[Problem to work on] For the copy, please give all of the data again exactly and leave the pictures out.

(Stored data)
———

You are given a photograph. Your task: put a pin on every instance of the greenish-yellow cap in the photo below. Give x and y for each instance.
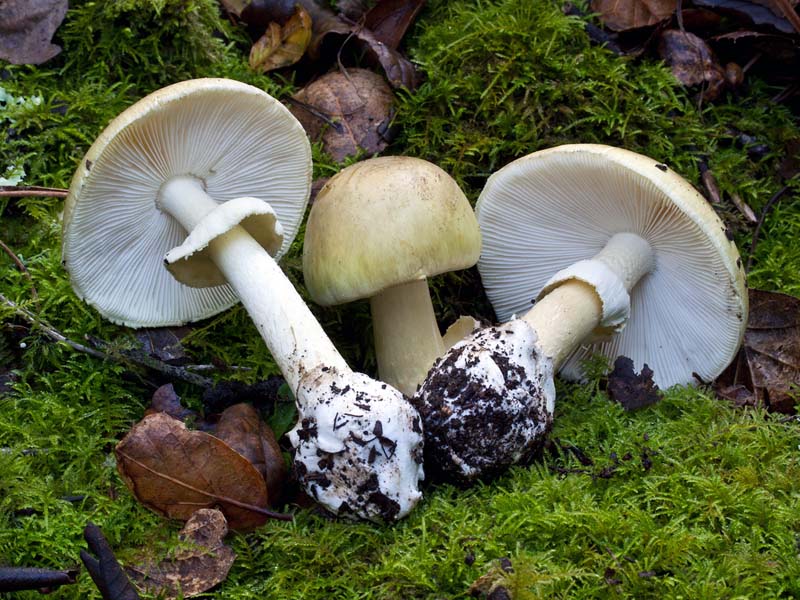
(386, 221)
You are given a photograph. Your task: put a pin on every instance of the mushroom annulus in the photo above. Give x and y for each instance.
(228, 165)
(622, 256)
(378, 229)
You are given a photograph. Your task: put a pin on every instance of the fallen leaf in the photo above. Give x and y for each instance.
(389, 20)
(630, 389)
(164, 343)
(400, 72)
(282, 45)
(692, 62)
(779, 14)
(26, 28)
(243, 430)
(174, 472)
(766, 371)
(194, 569)
(358, 107)
(622, 15)
(103, 567)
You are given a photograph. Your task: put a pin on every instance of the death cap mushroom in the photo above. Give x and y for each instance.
(378, 230)
(236, 142)
(546, 215)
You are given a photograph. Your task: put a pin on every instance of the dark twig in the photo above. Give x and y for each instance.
(22, 268)
(15, 579)
(105, 353)
(767, 208)
(103, 567)
(24, 191)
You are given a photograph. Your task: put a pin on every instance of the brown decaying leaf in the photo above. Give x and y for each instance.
(26, 28)
(389, 20)
(632, 390)
(242, 429)
(692, 62)
(779, 14)
(281, 46)
(766, 371)
(622, 15)
(399, 70)
(174, 472)
(359, 103)
(193, 570)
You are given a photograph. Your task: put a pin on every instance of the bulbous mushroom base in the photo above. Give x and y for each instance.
(358, 445)
(486, 404)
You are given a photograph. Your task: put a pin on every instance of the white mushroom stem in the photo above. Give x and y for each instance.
(568, 314)
(407, 338)
(358, 442)
(295, 338)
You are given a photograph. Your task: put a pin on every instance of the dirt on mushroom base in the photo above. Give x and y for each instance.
(485, 405)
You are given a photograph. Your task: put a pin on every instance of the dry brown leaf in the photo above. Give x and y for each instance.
(281, 46)
(358, 108)
(767, 370)
(242, 429)
(191, 570)
(175, 471)
(622, 15)
(692, 62)
(26, 28)
(390, 19)
(399, 70)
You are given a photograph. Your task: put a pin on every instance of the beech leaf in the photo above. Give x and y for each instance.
(390, 19)
(194, 569)
(26, 28)
(692, 61)
(175, 471)
(242, 429)
(281, 46)
(357, 106)
(622, 15)
(766, 371)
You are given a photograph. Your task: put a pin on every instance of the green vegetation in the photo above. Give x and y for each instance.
(690, 498)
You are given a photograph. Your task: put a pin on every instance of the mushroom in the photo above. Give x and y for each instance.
(229, 165)
(622, 256)
(377, 230)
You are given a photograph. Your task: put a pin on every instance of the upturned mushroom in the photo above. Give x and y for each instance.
(622, 257)
(229, 165)
(378, 230)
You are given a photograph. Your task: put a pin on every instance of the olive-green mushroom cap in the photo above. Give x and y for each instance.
(383, 222)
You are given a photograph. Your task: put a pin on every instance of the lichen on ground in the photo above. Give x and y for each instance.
(687, 498)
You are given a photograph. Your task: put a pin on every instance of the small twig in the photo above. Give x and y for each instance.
(744, 208)
(767, 208)
(140, 359)
(317, 113)
(14, 191)
(22, 268)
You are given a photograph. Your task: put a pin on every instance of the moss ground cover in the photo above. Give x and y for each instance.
(689, 498)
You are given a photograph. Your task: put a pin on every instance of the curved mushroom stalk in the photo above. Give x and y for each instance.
(358, 442)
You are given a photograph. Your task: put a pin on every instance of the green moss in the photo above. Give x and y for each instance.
(688, 498)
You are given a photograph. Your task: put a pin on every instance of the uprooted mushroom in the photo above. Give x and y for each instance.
(377, 230)
(621, 257)
(229, 165)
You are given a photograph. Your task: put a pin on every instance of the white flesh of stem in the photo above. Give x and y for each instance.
(294, 337)
(566, 316)
(407, 338)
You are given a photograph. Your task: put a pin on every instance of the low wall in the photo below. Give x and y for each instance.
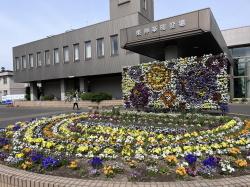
(11, 177)
(63, 104)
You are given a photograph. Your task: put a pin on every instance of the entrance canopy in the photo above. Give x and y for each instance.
(193, 34)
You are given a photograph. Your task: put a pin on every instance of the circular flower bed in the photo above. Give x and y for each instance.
(129, 147)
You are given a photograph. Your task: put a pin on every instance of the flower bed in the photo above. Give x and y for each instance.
(129, 147)
(185, 83)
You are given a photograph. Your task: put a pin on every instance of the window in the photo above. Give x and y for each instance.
(145, 4)
(56, 56)
(100, 47)
(31, 61)
(76, 52)
(4, 80)
(24, 62)
(123, 2)
(66, 53)
(87, 50)
(39, 60)
(47, 58)
(114, 45)
(17, 63)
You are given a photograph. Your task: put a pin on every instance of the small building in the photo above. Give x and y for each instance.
(238, 42)
(90, 59)
(8, 86)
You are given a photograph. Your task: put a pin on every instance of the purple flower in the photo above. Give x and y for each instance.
(191, 158)
(50, 162)
(224, 108)
(96, 163)
(37, 158)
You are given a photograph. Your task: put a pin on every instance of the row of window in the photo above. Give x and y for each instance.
(5, 92)
(65, 50)
(4, 80)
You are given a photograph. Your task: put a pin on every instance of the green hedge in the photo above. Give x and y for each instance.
(48, 97)
(87, 96)
(101, 96)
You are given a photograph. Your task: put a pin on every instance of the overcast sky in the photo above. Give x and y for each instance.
(24, 21)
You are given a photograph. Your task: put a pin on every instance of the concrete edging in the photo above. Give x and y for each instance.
(63, 104)
(12, 177)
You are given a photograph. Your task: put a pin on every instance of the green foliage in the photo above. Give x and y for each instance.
(27, 97)
(48, 97)
(243, 100)
(101, 96)
(27, 92)
(115, 111)
(87, 96)
(71, 93)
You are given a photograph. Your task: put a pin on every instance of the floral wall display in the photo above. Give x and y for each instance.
(185, 83)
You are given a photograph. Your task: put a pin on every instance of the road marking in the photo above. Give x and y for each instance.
(34, 115)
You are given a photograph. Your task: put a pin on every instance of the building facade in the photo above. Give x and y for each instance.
(8, 86)
(88, 58)
(91, 58)
(238, 42)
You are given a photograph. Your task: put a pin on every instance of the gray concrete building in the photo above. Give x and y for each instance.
(238, 42)
(8, 86)
(88, 58)
(91, 58)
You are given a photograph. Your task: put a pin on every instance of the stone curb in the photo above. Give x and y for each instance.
(11, 177)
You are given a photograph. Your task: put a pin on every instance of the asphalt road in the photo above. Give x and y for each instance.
(11, 115)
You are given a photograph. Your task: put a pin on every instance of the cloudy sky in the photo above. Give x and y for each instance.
(24, 21)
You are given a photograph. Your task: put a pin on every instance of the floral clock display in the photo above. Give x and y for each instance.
(186, 83)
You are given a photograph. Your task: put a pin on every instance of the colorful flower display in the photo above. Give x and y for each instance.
(186, 83)
(204, 146)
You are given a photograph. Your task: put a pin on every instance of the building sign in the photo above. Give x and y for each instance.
(163, 27)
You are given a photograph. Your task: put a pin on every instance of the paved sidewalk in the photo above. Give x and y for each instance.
(11, 115)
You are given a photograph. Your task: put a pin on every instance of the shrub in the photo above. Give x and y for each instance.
(48, 97)
(101, 96)
(87, 96)
(72, 93)
(27, 92)
(27, 97)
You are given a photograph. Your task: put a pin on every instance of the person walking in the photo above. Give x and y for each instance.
(75, 102)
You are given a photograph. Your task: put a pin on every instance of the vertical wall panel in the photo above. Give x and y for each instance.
(95, 66)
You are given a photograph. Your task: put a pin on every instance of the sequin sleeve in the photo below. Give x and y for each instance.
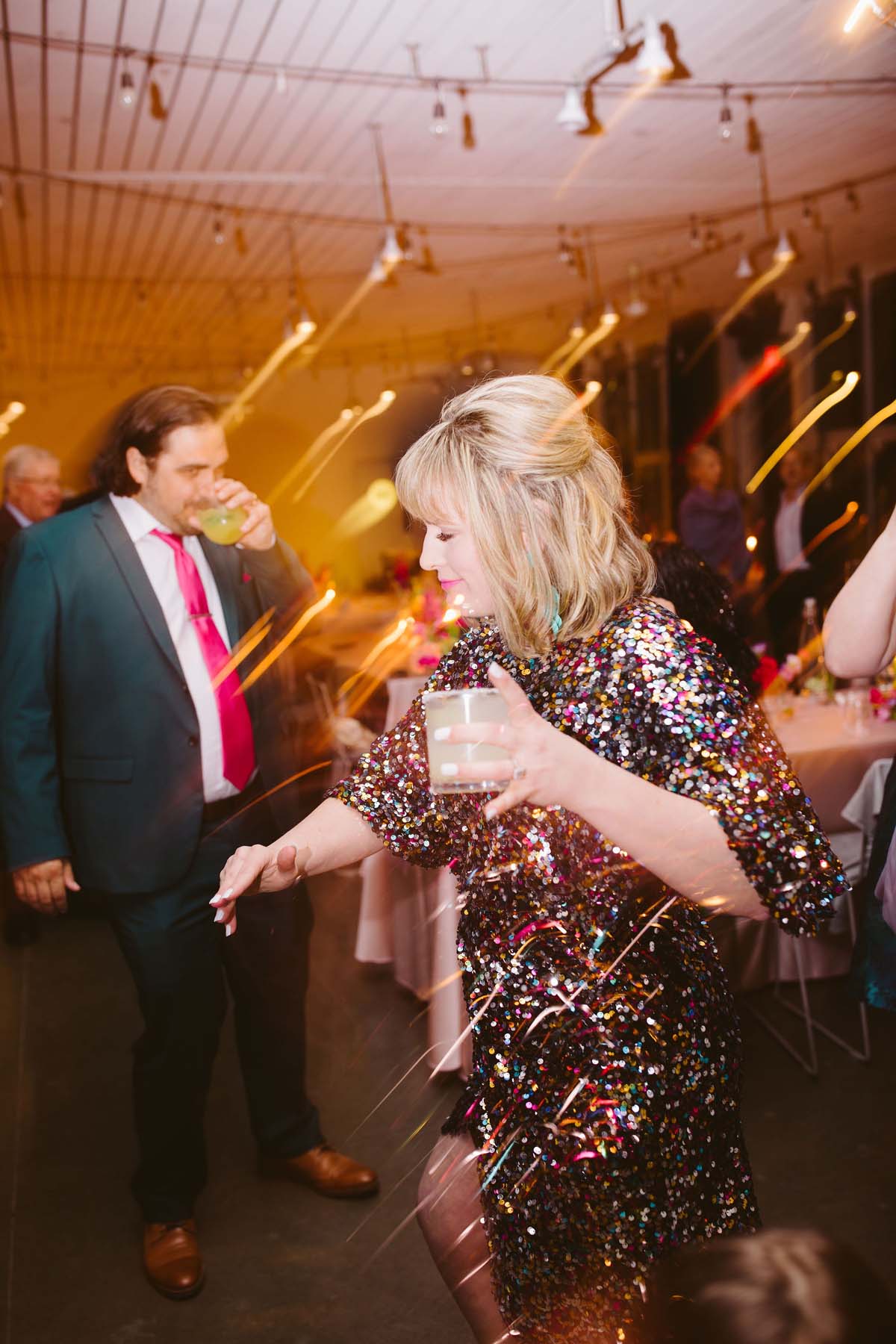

———

[Solution for this exercise]
You are given a photograph. Your task: put a pin on every instance of the greenish-yellow cap in the photo below. Give x and y for each instance.
(386, 221)
You are given a photograph. Your task: put a pin on every instance of the mushroom annulus in the photo above. Give x and y for each instance.
(228, 165)
(622, 256)
(378, 229)
You are given a photograph. Your task: put a pin on every instance of the fallen leaf in the photo above. Give x and y for each instance.
(389, 20)
(630, 389)
(164, 343)
(400, 72)
(282, 45)
(692, 62)
(779, 14)
(26, 28)
(243, 430)
(174, 472)
(766, 371)
(194, 569)
(358, 107)
(622, 15)
(103, 567)
You are given a photograph. Your task: put a pin on every instance of the death cap mushroom in the photo above. Give x and y for each instance.
(378, 230)
(236, 142)
(546, 215)
You are given a photograph. Your task: put a pin on every instance of the dark twig in the photo above. Give x and y for each instance.
(22, 268)
(15, 579)
(105, 353)
(767, 208)
(103, 567)
(24, 191)
You are given a photograph. Your task: put a pin on every instance of the brown decaying leaf in the photo above. Give x and y for each instance.
(26, 28)
(389, 20)
(632, 390)
(242, 429)
(692, 62)
(779, 14)
(281, 46)
(766, 371)
(622, 15)
(399, 70)
(174, 472)
(359, 103)
(193, 570)
You are given a photograph. Your task: put a pin on every instance of the bulbous mushroom base in the photo above. Give x and y for each instance.
(358, 445)
(486, 404)
You are given a photograph. Your task: put a pin on every instance of the white mushroom stem in the photo above. Give x and y for each instance.
(568, 314)
(407, 338)
(358, 442)
(295, 338)
You are given a photograph. Your task: put a pin on every instance of the dirt on mushroom base in the photo above. Give x and y for each instance.
(485, 405)
You are given a photograph. Your task: put a pin on every instance of the dry brown leaf in the photo above. Give x and y for each instance.
(281, 46)
(358, 108)
(767, 370)
(242, 429)
(191, 570)
(175, 471)
(622, 15)
(692, 62)
(26, 28)
(390, 19)
(399, 70)
You are given a photograph. Your task: put a pin on every instance of the beech leaf in the photo above. Give x and y for each instance.
(390, 19)
(194, 569)
(26, 28)
(692, 61)
(175, 471)
(242, 429)
(281, 46)
(357, 106)
(622, 15)
(766, 371)
You are given a photograph. Your task: put a pin on every instance of the green vegetation in the photo above. Give x and y for each instance.
(690, 498)
You are given a photograph. Your task: put a pin on every instance of the mushroom in the photo above. Give x and y for each instance.
(229, 165)
(622, 256)
(377, 230)
You are given a photograph. Your task: put a pin on every instance of the upturned mushroom in the photo above. Give x and y for each instance.
(622, 257)
(229, 165)
(378, 230)
You are given a photograph. Your task: put a pin on every instance of the olive-green mushroom cap in the photo above. Give x and y for each instance.
(383, 222)
You are given a photograph. Your task: put a pin on every instance of the lichen on ground in the photo above. Give x and y for each instance.
(687, 498)
You are given a photograph. Your task: put a pin on every instance of the small twig in the photo above. Give x and y for each instance.
(744, 208)
(767, 208)
(140, 359)
(317, 113)
(14, 191)
(22, 268)
You are given a photograph. Your task: put a pin on every instance of the moss ground cover in the photo above. Give x and y for each instance.
(689, 498)
You are given a photograph. Your task: put a pin on every instance of the curved mushroom stalk in the photo above. Give x and y for each instance.
(358, 442)
You are given a photograph. Your task: put a pin on every instance of the green moss in the photo above. Give x and y for each instance.
(688, 498)
You are given a photograph. Your task: put a pin on every instance of the uprooted mushroom in the photo above. Give x and y for each instance.
(377, 230)
(621, 257)
(229, 165)
You are given a photograph. Your task: put a pin on every instance of the white flesh of stem in the photo above. Give x and y for each instance.
(294, 337)
(566, 316)
(407, 338)
You are given a photograph. Your task: put a pin on every instance of the low wall in the photo below. Give x and y for each instance.
(11, 177)
(63, 104)
You are given a photograph. Your task: put a pin on every instance of the entrance canopy in the photo above. Give x and y for each instance.
(193, 34)
You are given a photograph. Your task: put a pin on every instance of the circular flower bed in the photo above. Give x and y for each instance.
(129, 147)
You are given a photograph. Your task: put a pin on every instance of the flower bed in the photo above. Give x and y for each instance.
(129, 147)
(185, 83)
You are given a photograph. Your task: put a pin on every instance of the window in the photo above. Give x and y for each instance.
(145, 4)
(56, 56)
(100, 47)
(31, 61)
(76, 52)
(4, 80)
(24, 62)
(123, 2)
(66, 53)
(87, 50)
(39, 60)
(47, 58)
(114, 45)
(17, 63)
You are given a photograph. Your task: put a pin on every instance of the small building in the photo above. Give x and y for each instance.
(238, 42)
(90, 59)
(8, 86)
You are given a photograph. Your task: put a pin on every instance of the purple flower in the photo above. Give x and y for each instance.
(191, 158)
(50, 162)
(224, 108)
(96, 163)
(37, 158)
You are given a photograph. Your task: put a pin on every instance of the row of window in the photo above. Give x and y for each instance.
(5, 92)
(65, 50)
(4, 80)
You are given a photograph. Your task: put a pin on every instance of the green hedge in the photo above. Give x and y for each instance.
(48, 97)
(87, 96)
(101, 96)
You are given a photograph. Your task: put a pin on every instance of the overcast sky in the photo above. Give x and y for each instance.
(24, 21)
You are given a photograph. Your task: put a pin on every instance of the concrete edging in the photo above. Give x and y for each instance.
(63, 104)
(12, 177)
You are given a photograph. Your task: put a pin on every instance of the green foliage in the photo above. Give x and y for each instance.
(27, 97)
(48, 97)
(243, 100)
(101, 96)
(27, 92)
(115, 111)
(87, 96)
(71, 93)
You are given a photograph. Your task: put a pin on every instance of the floral wall display in the photo above. Give x and y for each instance.
(185, 83)
You are given a photograph. Your task: put a pin on every instance of the road marking in the photo above. Give x and y for each instance.
(34, 115)
You are given a photograph. Your task: put a pin on every instance of the building facade in the photo above. Give x and y for each instance.
(8, 86)
(88, 58)
(91, 58)
(238, 42)
You are given a photograph. Your task: put a pin on every instance of the gray concrete building in the photo above. Give x and y for each instance.
(238, 42)
(8, 86)
(88, 58)
(91, 58)
You are given a photograph. Your task: put a pin on every instance of the stone curb in the photo above. Give x and y for each instance.
(11, 177)
You are given a photograph. Your task: put a pin on every instance of the asphalt road in the photo above. Give x and y for each instance.
(11, 115)
You are given a photograph. Your task: put a pin on every instance of the cloudy sky in the photo above. Give x and y for each instance.
(24, 21)
You are given a photograph. Your task: put a pin on every instance of the floral clock display in the photo above. Give x and y for each instance.
(186, 83)
You are given a photograph. Your task: put a pin on every instance of the colorful flower display in the photo above. Give x and y for each instance.
(186, 83)
(204, 146)
You are given a photograph. Your task: put a pin on every instance of the building sign in the photo above. Give x and y for each instance.
(163, 27)
You are given a photograph. Your task: put a pin on every instance of the paved sidewalk in the photo above. Give x and y for each instance.
(11, 115)
You are given a photograph. Your task: put a pin on every instance of the shrub in the photo above. Give x and y for each instance.
(48, 97)
(101, 96)
(87, 96)
(72, 93)
(27, 92)
(27, 97)
You are given a photograph. Your task: put a pin on every instance of the person walking in the photo above. Give x and y for each instance.
(75, 102)
You are given a photograph. Your task: put a pin on every instance of the vertical wall panel in the photo above. Give x and y for each instance.
(95, 66)
You are given a photograph. Your task: put a pin on every instance of the sequin sleeve in the photo below. Give x and y for each instance.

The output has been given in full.